◆ Activity ◆
What is needed is an exact copy of the records below, without the pictures.

◆ Given records ◆
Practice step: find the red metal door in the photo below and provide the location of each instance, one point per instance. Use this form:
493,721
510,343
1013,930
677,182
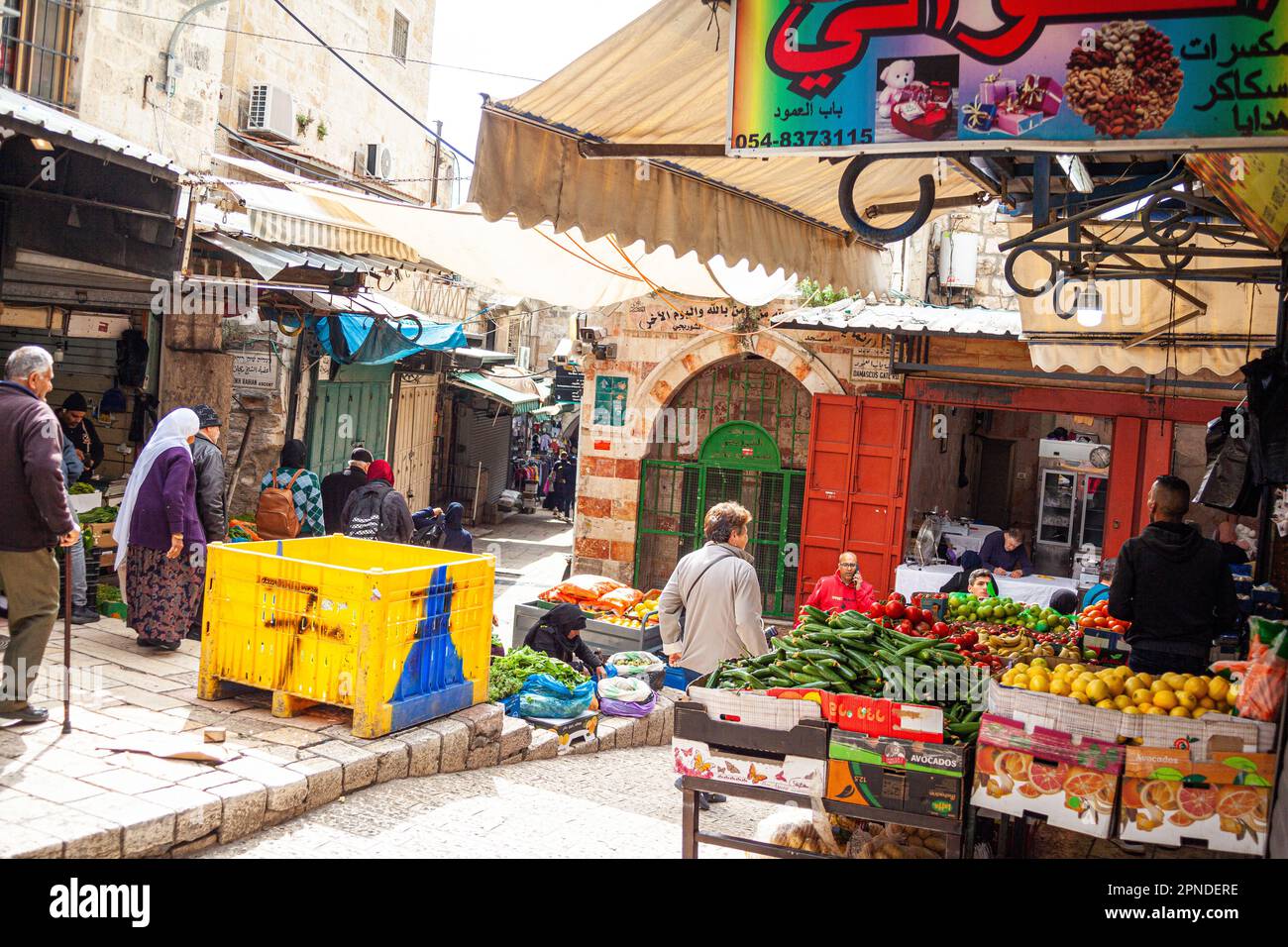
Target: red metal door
1141,451
854,487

◆ Task response ◆
Practice step: find the red metal door in the photo below and provide the location of each instance, one point per instance. Use this form:
493,721
510,343
1013,930
677,182
Target: red metal door
1141,451
854,487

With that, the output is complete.